Letak geografis Kepulauan Banda pada 130 derajat Bujur Timur dan 4 derajat 30’ Lintang Selatan, terdiri atas Pulau Lontor, Pulau Gunung Api, Pulau Neira, Pulau Ay, Pulau Rhun, Pulau Hatta, Pulau Syahrir, Pulau Manukang, Pulau Kurukan, Pulau Nailoka dan Pulau Kapal. Termasuk Kecamatan Banda, Kabupaten Maluku Tengah. Ibukota Kecamatan ini adalah Kota Banda Neira di Pulau Neira.
Kepulauan Banda dikenal sejak lama, disebut dalam Buku Nagarakertagama dengan nama Wanda sebagai penghasil rempah-rempah pala dan fuli (lapisan antara kulit dan biji pala). Portugis adalah bangsa Eropa pertama yang menyinggahi Banda untuk membeli rempah-rempah tersebut pada awal tahun 1512. Mereka datang ke Banda dipandu oleh para mualim Melayu yang berlayar menyusuri Jawa, Sunda Kecil (NTB dan NTT sekarang) terus menuju Maluku. Mereka rupanya lebih tertarik pada cengkeh daripada pala dan fuli, sehingga mereka kemudian lebih memfokuskan perhatiannya di Maluku Utara. Maka tak mengherankan bahwa di Maluku Utara, khususnya di Ternate dan Tidore peninggalan mereka berupa benteng dan lain-lain masih dapat disaksikan.
Warisan Budaya
Lepas dari masa eksploitasi Belanda VOC dan NHM (Nederlandsch Handel Maatschappy) di Kepulauan Banda, kini kita mempunyai warisan budaya dari mereka. Bentuknya berupa bangunan benteng, rumah-rumah bekas para tuan lokal, maupun rumah yang pernah ditempati oleh tokoh-tokoh pergerakan nasional selama enam tahun dalam pengasingannya. Beberapa peninggalan tersebut telah dipugar oleh pemerintah, yang telah siap dipasarkan sebagai objek pariwisata di kawasan Indonesia Bagian Timur (IBT).
Benteng Nassau
Didirikan di atas pondasi yang urung dibangun oleh Portugis tahun 1609. Oleh Belanda kemudian didirikan benteng pada 1617 yang diberi nama Benteng Nassau. Kini tinggal sisa-sisanya. Benteng dikelilingi parit sebagai pengaman. Dalam sejarahnya dalam benteng ini pernah dilakukan masakre 44 orang kaya (tuan-lokal) pada 8 Mei 1621 oleh Gubernur Jan Pieter Zoon Coen. Lukisan peristiwanya ini tersimpan pada Rumah Budaya Banda milik Des Alwi.
※
» **PERMINTAAN**
Cetak dengan persis bagian dari teks tentang Kepulauan Banda di antara "Kepulauan Banda dikenal" dan "masih dapat disaksikan.", termasuk kedua batas itu.
※
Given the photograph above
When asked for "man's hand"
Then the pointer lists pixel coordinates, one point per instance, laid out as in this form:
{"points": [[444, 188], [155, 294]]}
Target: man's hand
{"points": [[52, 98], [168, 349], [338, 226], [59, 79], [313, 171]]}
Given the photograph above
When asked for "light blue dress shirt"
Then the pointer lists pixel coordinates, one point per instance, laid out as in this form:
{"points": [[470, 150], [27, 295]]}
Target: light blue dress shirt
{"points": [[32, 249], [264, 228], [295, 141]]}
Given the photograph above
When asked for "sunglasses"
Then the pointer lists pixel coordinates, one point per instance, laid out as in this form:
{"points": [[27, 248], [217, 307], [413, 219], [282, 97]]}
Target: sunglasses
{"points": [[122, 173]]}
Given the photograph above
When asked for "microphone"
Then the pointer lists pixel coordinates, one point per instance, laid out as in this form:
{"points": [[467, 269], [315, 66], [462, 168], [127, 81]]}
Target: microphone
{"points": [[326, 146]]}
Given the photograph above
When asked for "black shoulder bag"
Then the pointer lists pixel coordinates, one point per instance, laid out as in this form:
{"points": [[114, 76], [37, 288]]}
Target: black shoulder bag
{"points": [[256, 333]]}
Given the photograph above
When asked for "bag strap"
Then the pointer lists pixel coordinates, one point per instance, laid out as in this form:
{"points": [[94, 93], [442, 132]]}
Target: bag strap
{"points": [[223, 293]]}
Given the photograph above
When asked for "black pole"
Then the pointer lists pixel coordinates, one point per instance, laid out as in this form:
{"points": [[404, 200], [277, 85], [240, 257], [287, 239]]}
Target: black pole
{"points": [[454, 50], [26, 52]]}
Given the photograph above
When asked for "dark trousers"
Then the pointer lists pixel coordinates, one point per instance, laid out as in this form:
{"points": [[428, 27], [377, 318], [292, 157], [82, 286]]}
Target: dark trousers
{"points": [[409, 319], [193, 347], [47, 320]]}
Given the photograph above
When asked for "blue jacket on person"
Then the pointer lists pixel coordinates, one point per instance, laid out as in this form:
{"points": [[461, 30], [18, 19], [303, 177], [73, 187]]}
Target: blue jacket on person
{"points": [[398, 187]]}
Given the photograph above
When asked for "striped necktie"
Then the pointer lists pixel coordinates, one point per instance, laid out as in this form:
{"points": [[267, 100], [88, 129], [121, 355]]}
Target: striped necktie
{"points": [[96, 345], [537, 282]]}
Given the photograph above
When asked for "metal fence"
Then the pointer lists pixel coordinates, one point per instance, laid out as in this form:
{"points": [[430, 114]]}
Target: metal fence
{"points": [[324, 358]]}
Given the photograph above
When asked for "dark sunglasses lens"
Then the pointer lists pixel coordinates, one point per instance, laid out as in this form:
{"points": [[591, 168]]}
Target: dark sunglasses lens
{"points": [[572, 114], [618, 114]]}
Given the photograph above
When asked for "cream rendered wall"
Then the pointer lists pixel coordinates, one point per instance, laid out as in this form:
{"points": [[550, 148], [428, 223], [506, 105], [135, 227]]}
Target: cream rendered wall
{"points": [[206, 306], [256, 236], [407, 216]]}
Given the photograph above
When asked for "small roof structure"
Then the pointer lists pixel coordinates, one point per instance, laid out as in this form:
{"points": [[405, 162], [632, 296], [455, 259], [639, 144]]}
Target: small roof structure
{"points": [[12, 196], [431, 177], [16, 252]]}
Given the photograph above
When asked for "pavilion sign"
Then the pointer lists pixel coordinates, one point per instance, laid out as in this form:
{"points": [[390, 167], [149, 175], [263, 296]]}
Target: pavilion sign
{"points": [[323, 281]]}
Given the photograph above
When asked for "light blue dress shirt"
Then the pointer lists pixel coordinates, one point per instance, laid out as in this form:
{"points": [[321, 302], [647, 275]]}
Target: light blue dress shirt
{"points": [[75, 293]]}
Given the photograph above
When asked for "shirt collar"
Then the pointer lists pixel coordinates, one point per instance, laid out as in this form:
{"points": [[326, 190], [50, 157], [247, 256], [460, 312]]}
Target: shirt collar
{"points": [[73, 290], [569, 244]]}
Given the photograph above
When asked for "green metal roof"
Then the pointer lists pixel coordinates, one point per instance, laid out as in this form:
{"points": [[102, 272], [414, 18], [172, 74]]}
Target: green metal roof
※
» **JAWABAN BENAR**
Kepulauan Banda dikenal sejak lama, disebut dalam Buku Nagarakertagama dengan nama Wanda sebagai penghasil rempah-rempah pala dan fuli (lapisan antara kulit dan biji pala). Portugis adalah bangsa Eropa pertama yang menyinggahi Banda untuk membeli rempah-rempah tersebut pada awal tahun 1512. Mereka datang ke Banda dipandu oleh para mualim Melayu yang berlayar menyusuri Jawa, Sunda Kecil (NTB dan NTT sekarang) terus menuju Maluku. Mereka rupanya lebih tertarik pada cengkeh daripada pala dan fuli, sehingga mereka kemudian lebih memfokuskan perhatiannya di Maluku Utara. Maka tak mengherankan bahwa di Maluku Utara, khususnya di Ternate dan Tidore peninggalan mereka berupa benteng dan lain-lain masih dapat disaksikan.